OIO cuts deal with Wrightson shareholder Agria over 'good character' test


By Paul McBeth

Dec. 20 (BusinessDesk) - The Overseas Investment Office has cut a deal with PGG Wrightson cornerstone shareholder Agria over the Singaporean firm's good character, agreeing to let it cede control of the rural services firm and face a court-imposed fine.

The office, a unit of Land Information New Zealand, started investigating whether Agria still met the 'good character' test required of foreign investors when the US Securities and Exchange Commission began looking at the firm in 2015 after it was delisted from the New York Stock Exchange. The SEC subsequently discovered the agribusiness investor's managers had inflated its share price.

Agria and its executive chair Alan Lai settled accusations of fraudulent accounting and market manipulation, paying US$3 million and US$400,000 respectively, without admitting or denying the charges.

The OIO today said it's reached a deal with Agria and former Wrightson chair Lai, requiring it to sell down its 50.2 percent stake in the New Zealand rural services firm, which it has done.

The Wrightson stake was held in a vehicle controlled by Agria, with Ngāi Tahu Capital and Chinese agribusiness New Hope International as junior partners. This week Ngāi Tahu Capital took direct ownership of 27.4 million Wrightson shares, or 3.6 percent of the company, and cancelled its shares in the joint venture vehicle, which now owns 46.6 percent of Wrightson.
-*-
> _Task set_:
1/ According to the article on the Overseas Investment Office deal with Agria, how much did Alan Lai pay to settle the accusations of fraudulent accounting and market manipulation?
2/ Resume the article on the Overseas Investment Office deal with Agria from the point at which it stops.
The records are not required.

Annotation data for object locations
-*-
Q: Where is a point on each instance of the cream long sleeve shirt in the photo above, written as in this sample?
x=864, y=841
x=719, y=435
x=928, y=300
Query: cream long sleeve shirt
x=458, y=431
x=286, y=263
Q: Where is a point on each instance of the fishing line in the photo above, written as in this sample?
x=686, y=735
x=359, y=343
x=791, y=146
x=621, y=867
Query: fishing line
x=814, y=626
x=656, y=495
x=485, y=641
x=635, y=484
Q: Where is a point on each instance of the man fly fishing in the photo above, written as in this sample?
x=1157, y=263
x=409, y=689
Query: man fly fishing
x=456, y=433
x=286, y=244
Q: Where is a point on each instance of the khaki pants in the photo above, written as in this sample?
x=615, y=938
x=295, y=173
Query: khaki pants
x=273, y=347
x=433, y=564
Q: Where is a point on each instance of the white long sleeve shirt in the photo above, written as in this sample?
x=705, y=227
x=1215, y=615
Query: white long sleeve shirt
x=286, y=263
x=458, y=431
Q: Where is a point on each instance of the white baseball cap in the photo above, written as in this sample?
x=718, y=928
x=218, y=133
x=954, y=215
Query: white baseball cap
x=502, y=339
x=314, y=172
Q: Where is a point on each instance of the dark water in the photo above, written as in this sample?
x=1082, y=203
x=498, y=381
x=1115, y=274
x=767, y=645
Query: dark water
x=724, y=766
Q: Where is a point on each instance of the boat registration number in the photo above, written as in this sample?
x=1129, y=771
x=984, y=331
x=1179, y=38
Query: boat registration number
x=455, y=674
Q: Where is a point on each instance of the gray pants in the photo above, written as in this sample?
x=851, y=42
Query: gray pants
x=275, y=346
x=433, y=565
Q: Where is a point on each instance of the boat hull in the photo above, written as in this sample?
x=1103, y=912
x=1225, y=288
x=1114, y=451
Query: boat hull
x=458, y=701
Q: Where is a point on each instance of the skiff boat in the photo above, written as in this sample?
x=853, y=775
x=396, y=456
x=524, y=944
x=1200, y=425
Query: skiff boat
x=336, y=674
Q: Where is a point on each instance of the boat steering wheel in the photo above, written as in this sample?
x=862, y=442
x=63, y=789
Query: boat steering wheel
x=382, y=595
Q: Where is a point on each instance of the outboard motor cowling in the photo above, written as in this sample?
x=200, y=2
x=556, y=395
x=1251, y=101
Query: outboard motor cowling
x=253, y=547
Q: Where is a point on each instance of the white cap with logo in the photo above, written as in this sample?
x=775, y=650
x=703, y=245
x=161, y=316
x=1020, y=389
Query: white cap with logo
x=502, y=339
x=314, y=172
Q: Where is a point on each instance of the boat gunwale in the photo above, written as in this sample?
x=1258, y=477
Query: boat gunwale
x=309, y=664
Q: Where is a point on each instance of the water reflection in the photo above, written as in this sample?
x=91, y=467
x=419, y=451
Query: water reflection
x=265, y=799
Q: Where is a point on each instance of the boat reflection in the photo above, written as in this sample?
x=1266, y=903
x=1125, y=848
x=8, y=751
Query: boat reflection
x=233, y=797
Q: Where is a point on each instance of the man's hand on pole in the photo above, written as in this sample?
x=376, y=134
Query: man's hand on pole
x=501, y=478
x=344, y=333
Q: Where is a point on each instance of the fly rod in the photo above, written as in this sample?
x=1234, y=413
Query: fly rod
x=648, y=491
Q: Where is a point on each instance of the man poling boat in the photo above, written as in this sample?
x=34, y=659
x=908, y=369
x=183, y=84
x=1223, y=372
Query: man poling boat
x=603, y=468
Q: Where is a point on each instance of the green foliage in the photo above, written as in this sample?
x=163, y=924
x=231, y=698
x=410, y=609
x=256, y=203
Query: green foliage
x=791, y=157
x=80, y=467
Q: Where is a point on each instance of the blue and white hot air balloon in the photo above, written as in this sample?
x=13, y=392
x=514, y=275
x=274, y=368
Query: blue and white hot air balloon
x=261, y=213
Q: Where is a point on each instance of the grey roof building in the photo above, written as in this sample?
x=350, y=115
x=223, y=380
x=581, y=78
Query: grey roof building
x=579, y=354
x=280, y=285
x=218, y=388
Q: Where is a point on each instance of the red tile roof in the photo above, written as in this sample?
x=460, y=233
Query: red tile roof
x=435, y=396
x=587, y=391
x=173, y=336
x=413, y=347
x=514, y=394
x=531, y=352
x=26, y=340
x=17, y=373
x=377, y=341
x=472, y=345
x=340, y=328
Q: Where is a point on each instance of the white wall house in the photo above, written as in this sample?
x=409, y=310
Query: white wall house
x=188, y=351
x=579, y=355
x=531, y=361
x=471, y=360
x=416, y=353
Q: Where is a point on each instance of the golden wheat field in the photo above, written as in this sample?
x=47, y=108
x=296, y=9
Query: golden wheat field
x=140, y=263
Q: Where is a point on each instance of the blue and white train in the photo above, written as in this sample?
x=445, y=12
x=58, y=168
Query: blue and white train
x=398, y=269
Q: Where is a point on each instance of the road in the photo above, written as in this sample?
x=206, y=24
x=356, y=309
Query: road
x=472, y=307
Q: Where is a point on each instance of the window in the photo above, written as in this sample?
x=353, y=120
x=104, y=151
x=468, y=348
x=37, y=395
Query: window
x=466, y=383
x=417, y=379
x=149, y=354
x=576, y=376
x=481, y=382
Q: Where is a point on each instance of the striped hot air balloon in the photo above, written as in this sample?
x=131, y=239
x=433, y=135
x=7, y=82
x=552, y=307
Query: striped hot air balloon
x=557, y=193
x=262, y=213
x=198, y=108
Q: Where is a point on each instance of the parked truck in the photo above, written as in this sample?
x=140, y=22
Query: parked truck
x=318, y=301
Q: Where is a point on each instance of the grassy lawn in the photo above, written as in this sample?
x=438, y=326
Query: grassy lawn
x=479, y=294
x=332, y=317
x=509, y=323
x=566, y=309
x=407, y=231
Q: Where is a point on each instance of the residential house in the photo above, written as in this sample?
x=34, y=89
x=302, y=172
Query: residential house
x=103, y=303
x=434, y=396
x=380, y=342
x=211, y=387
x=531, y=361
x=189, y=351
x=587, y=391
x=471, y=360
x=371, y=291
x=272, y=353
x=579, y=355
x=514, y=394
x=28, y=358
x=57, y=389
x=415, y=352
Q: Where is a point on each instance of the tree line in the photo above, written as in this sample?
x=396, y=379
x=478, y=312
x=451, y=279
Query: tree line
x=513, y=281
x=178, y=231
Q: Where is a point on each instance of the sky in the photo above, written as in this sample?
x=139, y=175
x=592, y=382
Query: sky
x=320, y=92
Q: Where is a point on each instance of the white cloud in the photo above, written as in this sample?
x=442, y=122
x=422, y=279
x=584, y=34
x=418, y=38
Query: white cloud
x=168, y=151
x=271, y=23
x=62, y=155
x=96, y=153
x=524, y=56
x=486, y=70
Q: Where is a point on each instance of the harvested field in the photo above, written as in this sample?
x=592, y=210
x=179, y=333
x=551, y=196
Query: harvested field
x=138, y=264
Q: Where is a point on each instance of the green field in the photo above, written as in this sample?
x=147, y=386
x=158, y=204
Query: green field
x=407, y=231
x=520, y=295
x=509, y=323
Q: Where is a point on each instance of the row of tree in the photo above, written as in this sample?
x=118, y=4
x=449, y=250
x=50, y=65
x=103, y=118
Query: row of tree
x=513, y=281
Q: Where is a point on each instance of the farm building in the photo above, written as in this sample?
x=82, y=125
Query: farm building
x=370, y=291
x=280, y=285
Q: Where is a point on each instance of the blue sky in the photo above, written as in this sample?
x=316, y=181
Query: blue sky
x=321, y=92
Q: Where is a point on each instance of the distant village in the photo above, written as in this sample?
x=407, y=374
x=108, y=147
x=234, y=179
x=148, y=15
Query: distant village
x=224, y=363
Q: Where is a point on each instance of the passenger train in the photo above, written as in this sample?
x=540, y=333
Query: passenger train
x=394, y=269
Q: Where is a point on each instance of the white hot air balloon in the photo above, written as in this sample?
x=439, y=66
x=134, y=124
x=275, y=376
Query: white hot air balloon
-*-
> _Results of the tasks_:
1/ US$400,000.

2/
The settlement also provided for penalty proceedings. They were lodged in the High Court today.

"The OIO has been in discussions with Agria and Mr Lai in light of their settlement with the United States Securities and Exchange Commission," the government agency said in a statement. "Both Agria and Mr Lai have cooperated with the OIO investigation."

Wrightson shares fell 4.1 percent, or 2 cents, to 47 cents, the lowest close in two years.

Agria first bought into Wrightson in 2009, helping bail it out after it took on too much debt in the failed merger with Silver Fern Farms. At the time, the OIO cleared the investment on the grounds that it would create or protect local jobs, boost export receipts, and also included an offer to sell riverbed and foreshore to the Crown.

It also included a research and development cooperation agreement to invest in and establish international joint ventures.

When Agria set up the joint venture with Ngāi Tahu and New Hope to take control in 2011, the OIO approved it on the grounds that it would boost exports, introduce new technology or business skills to New Zealand, and that the involvement of a key person in an industry of another nation would benefit New Zealand. The earlier investment was also a factor.

Wrightson accounts for most of Agria's business, and the firm expects to recognise a US$92 million capital gain from the New Zealand company's sale of its seeds division to Danish cooperative DLF Seeds. The Commerce Commission, whose approval is needed, has concerns about potential competition issues arising from the sale.